** start **
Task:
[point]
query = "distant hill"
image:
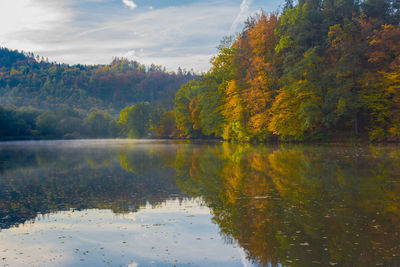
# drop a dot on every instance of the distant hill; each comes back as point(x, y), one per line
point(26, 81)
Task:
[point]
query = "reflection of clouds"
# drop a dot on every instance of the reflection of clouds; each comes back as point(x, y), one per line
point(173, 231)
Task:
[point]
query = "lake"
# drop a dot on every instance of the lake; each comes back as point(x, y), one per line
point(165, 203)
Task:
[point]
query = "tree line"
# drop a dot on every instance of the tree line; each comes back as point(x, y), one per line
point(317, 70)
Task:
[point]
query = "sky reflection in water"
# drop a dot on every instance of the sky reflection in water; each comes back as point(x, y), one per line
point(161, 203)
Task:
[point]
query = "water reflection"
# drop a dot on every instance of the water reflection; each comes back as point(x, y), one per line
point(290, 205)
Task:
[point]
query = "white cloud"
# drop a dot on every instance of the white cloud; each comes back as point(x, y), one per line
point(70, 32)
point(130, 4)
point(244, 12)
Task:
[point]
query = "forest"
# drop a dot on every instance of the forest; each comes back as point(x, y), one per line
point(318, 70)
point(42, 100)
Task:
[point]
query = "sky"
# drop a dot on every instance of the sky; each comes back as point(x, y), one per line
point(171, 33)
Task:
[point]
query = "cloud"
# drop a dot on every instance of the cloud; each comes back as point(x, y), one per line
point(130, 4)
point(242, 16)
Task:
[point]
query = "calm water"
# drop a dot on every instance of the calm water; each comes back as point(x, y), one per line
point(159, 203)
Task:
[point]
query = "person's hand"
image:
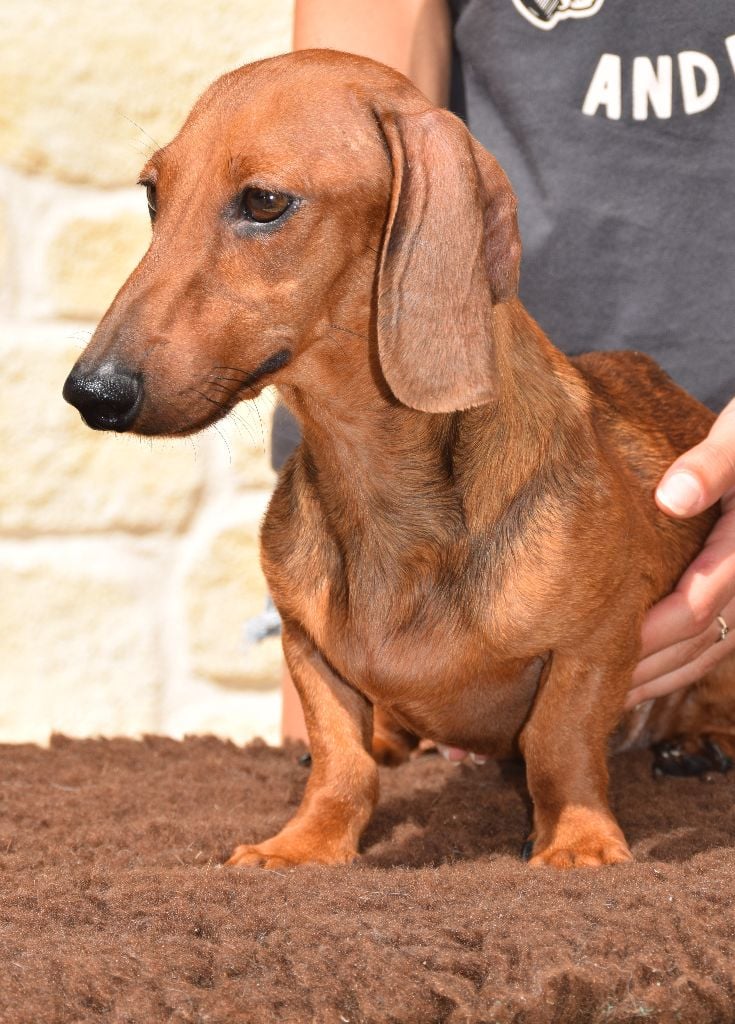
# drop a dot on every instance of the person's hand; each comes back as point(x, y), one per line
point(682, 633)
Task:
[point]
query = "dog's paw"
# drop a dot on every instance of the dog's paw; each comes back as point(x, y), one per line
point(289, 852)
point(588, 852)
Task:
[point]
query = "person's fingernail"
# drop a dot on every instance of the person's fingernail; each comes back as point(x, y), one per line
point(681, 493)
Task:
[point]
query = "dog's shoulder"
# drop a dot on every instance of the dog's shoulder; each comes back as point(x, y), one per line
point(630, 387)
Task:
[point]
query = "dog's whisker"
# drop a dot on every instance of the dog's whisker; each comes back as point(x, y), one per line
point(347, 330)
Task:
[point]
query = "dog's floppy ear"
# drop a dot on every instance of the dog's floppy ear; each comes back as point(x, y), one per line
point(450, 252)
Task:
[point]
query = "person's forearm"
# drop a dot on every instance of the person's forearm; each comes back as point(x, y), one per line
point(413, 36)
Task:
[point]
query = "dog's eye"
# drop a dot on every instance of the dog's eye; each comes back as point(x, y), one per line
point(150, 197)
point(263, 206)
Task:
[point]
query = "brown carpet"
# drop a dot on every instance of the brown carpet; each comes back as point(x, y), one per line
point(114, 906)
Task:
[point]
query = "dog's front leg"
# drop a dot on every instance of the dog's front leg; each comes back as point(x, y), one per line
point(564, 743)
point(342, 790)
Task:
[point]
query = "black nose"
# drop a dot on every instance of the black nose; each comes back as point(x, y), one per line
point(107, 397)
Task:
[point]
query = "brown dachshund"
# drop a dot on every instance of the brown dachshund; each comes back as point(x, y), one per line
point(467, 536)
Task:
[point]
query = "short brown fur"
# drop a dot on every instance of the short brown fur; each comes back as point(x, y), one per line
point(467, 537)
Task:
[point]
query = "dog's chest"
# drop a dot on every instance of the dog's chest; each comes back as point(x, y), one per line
** end **
** start **
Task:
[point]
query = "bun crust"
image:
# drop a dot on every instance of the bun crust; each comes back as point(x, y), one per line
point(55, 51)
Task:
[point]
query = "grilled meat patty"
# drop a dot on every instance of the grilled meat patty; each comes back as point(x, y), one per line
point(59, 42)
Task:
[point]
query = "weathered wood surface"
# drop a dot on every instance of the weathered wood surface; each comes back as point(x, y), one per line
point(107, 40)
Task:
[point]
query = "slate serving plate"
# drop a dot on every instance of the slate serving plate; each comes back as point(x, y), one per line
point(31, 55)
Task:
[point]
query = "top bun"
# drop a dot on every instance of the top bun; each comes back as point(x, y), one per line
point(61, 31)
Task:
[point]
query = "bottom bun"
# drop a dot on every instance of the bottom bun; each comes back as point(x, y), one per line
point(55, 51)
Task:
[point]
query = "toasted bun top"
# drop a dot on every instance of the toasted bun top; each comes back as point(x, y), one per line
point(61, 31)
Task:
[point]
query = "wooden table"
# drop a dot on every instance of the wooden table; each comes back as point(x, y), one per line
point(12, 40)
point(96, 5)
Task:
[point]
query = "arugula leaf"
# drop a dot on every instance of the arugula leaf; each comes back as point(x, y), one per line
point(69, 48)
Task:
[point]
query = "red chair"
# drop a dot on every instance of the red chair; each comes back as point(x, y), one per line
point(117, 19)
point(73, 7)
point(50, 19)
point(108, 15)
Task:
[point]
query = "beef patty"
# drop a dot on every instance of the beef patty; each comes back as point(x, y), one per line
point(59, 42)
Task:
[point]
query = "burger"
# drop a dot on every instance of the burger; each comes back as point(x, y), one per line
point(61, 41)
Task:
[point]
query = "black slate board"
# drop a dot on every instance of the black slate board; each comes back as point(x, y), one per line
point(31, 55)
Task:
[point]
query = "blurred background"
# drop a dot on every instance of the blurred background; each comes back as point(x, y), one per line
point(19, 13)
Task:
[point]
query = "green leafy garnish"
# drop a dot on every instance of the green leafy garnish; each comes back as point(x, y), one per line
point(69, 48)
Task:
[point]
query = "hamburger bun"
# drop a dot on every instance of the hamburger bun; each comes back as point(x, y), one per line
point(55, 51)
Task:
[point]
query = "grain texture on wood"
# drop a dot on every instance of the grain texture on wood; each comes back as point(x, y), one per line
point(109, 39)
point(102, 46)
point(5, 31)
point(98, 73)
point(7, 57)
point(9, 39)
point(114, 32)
** end **
**SET EXERCISE**
Which of the lines above contain the word "chest"? List each of those lines in full.

**TASK SOLUTION**
query = "dog's chest"
# drop a dot on every instance of the dog's chest; each comes back as point(x, y), one per line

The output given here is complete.